THE RECORDS:
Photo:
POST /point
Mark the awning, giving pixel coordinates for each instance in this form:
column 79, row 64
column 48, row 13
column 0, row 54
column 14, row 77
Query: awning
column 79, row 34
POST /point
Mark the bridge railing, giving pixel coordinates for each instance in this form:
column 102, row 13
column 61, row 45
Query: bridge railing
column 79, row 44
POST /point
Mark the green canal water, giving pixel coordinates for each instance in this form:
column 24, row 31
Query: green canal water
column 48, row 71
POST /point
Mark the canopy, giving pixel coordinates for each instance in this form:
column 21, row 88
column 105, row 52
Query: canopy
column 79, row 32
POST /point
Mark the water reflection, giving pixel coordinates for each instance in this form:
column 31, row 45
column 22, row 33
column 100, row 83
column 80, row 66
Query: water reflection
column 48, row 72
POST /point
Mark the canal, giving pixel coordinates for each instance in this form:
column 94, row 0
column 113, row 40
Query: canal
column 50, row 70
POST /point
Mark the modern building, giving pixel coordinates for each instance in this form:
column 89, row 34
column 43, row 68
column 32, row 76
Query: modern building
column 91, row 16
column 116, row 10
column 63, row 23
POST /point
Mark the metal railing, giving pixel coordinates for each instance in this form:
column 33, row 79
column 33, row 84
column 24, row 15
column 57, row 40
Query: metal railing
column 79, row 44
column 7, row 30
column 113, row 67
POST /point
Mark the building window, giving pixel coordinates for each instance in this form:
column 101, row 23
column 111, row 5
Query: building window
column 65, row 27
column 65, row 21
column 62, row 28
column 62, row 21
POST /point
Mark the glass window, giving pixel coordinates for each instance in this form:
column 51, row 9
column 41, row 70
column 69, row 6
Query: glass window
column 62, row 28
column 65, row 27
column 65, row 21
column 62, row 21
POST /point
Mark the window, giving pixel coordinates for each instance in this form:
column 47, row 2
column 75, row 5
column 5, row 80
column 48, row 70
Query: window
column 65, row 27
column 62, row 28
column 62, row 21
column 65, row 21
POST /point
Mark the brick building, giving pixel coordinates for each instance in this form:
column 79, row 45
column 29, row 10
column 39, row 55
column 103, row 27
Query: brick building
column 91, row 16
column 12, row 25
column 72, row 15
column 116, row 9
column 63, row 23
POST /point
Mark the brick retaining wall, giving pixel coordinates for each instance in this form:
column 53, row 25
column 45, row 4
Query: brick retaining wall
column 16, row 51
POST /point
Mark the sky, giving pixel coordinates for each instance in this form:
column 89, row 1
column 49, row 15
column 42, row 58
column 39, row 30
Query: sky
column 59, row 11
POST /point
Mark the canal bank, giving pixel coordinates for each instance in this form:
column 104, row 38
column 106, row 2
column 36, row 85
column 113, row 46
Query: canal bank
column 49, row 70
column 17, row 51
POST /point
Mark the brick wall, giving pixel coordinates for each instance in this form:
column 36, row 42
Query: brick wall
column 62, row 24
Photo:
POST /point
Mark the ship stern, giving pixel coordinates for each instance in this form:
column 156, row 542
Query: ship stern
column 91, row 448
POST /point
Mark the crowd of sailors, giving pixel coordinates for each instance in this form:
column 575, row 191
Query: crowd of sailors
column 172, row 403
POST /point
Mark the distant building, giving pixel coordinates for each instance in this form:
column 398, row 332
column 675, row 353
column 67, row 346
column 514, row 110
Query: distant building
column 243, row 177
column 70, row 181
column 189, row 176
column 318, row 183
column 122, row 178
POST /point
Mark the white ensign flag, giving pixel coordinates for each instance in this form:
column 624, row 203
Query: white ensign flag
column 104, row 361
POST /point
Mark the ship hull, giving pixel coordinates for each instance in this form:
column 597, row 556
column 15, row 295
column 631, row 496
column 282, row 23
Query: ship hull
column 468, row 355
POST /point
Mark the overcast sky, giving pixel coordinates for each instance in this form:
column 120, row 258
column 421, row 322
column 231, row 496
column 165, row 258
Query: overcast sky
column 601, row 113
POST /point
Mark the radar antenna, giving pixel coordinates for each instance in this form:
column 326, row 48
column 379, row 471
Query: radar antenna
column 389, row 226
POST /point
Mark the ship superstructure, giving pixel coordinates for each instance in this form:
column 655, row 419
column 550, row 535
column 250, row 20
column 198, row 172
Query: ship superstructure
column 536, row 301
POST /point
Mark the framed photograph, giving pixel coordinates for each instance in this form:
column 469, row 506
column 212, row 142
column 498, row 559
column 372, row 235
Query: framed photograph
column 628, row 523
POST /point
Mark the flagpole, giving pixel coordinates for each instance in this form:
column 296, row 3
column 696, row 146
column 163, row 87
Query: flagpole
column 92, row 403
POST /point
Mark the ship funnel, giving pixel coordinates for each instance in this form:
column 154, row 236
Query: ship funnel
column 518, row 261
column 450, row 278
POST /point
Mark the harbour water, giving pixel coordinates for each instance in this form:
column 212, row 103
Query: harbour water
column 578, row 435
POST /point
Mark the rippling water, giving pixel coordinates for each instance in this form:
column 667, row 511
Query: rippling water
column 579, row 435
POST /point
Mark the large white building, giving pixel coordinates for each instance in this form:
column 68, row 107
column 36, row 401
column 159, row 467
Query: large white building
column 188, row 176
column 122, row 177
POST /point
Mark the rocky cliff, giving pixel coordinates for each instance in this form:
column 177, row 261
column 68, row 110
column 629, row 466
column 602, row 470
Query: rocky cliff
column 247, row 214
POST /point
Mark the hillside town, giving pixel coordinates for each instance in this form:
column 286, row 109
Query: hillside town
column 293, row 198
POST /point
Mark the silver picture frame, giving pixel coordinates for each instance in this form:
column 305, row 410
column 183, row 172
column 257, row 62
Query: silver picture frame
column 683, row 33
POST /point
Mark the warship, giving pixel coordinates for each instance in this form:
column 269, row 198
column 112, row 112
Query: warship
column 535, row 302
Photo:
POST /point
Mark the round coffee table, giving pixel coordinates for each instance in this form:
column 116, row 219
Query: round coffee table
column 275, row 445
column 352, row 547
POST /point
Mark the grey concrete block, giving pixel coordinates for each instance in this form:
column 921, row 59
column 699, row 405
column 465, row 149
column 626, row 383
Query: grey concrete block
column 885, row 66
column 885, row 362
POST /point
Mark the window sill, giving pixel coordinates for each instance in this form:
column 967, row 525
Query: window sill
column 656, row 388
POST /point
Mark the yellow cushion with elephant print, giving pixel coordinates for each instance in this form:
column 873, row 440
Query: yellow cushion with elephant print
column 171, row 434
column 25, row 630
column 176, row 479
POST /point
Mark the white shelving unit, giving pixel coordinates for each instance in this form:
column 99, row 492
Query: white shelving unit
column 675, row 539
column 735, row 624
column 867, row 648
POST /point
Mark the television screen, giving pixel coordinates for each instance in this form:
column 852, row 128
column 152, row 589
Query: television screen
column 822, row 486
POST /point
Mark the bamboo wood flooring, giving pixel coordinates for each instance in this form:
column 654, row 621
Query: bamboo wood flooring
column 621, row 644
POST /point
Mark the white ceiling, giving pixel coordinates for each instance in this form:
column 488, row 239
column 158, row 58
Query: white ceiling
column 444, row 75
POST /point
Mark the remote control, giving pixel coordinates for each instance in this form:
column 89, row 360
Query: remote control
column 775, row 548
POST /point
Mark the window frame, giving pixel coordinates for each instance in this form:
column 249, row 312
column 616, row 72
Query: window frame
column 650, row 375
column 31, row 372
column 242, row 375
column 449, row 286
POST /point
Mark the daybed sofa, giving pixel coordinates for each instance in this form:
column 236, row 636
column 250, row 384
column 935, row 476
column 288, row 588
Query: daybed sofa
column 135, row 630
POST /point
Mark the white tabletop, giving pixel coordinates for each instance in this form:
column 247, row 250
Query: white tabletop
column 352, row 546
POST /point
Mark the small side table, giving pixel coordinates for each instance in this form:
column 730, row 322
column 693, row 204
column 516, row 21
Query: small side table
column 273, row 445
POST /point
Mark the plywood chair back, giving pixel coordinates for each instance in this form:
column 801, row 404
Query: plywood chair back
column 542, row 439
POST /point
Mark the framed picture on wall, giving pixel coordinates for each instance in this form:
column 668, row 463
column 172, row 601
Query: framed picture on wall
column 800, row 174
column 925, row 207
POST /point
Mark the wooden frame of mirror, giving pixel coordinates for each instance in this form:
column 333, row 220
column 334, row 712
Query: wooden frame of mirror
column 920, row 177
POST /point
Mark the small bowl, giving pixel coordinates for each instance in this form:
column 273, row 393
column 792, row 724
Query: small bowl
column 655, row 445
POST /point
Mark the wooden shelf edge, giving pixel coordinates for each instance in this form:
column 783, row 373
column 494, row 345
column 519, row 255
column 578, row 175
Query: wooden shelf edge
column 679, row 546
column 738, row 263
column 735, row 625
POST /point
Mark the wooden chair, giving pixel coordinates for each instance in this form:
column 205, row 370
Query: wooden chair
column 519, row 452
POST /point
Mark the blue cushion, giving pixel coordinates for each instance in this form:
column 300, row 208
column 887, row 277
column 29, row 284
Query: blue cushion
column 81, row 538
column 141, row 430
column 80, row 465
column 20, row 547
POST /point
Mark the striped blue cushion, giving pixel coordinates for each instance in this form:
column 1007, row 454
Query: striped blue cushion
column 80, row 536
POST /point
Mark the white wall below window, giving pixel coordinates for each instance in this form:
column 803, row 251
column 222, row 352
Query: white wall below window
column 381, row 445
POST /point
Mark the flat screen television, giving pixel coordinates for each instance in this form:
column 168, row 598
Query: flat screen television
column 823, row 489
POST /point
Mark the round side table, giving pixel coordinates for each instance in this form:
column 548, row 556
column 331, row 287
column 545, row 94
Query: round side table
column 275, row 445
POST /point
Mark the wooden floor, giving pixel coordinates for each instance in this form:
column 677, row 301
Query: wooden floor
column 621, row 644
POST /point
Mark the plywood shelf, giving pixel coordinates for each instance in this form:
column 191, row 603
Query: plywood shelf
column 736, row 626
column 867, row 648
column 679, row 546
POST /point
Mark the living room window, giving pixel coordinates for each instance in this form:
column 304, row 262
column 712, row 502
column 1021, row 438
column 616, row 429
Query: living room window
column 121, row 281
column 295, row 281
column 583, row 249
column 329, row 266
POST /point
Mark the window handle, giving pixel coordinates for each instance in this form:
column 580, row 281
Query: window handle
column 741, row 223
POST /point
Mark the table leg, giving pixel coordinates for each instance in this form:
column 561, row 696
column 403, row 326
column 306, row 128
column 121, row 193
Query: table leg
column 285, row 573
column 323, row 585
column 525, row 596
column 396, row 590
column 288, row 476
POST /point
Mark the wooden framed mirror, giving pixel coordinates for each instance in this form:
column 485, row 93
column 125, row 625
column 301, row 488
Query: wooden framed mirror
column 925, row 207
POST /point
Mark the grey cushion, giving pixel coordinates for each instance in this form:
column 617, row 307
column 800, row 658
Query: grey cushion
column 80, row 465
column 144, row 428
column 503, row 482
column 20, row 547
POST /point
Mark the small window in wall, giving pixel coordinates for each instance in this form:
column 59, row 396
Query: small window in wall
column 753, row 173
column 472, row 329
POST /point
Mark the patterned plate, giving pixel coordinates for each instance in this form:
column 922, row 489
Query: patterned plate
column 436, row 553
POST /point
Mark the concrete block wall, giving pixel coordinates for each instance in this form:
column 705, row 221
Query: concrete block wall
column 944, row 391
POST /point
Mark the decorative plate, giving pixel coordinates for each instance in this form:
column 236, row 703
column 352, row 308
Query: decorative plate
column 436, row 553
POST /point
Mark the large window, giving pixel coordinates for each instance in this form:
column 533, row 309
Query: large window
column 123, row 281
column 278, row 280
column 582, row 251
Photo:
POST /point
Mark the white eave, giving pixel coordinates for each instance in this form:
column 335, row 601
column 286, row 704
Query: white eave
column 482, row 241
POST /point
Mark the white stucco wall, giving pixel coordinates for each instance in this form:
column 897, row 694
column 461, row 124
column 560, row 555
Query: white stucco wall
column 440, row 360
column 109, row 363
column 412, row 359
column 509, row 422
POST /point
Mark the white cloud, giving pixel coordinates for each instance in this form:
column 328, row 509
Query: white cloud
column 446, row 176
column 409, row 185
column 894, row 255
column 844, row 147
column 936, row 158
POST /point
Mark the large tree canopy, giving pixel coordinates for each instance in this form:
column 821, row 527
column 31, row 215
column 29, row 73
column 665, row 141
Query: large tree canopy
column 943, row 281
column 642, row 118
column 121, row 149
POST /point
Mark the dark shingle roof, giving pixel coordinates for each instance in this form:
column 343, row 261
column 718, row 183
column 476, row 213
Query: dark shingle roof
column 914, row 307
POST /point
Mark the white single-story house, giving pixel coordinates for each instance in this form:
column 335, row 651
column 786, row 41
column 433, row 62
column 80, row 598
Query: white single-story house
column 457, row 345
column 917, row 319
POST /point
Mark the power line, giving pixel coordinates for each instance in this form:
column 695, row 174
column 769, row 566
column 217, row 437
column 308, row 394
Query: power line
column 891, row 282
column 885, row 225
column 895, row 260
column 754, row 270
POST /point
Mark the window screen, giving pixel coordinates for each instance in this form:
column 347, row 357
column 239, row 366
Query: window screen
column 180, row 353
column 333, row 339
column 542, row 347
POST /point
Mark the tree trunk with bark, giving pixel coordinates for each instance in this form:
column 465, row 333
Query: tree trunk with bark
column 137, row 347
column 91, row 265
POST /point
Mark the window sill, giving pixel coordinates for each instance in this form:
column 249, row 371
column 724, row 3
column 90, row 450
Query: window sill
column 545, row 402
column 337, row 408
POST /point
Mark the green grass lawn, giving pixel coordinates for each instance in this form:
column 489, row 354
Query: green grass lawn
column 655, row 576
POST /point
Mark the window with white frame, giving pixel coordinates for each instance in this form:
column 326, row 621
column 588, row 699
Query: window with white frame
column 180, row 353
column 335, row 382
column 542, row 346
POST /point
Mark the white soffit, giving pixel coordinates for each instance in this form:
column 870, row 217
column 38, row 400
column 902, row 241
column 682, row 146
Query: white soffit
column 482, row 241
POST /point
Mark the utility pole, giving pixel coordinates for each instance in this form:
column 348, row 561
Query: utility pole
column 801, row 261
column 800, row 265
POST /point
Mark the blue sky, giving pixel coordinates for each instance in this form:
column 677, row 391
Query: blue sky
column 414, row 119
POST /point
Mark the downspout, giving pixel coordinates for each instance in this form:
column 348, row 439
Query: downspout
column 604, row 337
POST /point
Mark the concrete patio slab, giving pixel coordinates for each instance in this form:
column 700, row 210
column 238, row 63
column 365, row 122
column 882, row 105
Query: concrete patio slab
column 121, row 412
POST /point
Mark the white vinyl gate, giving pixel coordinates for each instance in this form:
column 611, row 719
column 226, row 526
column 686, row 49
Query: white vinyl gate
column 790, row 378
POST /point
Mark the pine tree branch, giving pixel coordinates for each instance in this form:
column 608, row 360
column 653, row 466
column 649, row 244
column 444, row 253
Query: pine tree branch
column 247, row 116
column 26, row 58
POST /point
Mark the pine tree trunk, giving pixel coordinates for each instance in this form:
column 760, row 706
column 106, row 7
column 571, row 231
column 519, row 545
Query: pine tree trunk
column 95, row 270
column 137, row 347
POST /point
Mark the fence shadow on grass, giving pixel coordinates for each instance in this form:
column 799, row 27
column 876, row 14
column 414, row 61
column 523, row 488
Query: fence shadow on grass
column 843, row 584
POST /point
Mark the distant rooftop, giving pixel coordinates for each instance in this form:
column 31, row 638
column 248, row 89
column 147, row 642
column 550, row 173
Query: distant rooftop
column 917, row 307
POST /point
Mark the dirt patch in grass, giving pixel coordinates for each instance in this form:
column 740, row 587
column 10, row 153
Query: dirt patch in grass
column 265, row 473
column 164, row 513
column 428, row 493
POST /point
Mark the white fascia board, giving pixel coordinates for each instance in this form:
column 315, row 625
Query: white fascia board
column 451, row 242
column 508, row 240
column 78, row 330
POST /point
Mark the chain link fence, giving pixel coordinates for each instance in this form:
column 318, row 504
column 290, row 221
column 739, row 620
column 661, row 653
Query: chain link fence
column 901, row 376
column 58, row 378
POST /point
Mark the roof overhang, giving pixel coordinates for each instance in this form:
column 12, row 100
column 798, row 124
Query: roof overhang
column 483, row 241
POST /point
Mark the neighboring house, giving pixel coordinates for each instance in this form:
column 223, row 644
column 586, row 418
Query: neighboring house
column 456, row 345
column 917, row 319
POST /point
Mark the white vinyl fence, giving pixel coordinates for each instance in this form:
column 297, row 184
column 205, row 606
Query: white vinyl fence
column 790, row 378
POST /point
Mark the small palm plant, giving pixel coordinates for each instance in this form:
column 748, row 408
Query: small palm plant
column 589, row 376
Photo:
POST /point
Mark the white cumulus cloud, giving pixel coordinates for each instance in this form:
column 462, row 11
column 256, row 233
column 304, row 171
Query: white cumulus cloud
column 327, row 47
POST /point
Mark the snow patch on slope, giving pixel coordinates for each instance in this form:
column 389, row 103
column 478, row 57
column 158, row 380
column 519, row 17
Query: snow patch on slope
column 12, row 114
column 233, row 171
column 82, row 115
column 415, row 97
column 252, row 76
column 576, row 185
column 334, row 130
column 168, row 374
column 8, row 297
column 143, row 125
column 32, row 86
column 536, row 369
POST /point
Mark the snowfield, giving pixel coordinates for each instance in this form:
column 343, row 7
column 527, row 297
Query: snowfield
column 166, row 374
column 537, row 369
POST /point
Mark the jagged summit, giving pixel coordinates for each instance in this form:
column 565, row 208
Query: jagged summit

EXERCISE PROMPT: Answer with the exact lines running from the one that contains "Query: snow patch on slope" through the last line of the data. Include no other line.

RESPONSE TO THE TASK:
Query: snow patch on slope
column 12, row 114
column 233, row 171
column 82, row 115
column 415, row 97
column 252, row 76
column 576, row 185
column 334, row 130
column 168, row 374
column 8, row 297
column 143, row 125
column 32, row 86
column 536, row 369
POST /point
Mark the snowfield, giving pixel coordinates for each instance in this form:
column 343, row 7
column 527, row 297
Query: snowfield
column 166, row 374
column 537, row 369
POST /point
Mark the jagged summit, giving pixel coordinates for each instance in this form:
column 565, row 208
Query: jagged summit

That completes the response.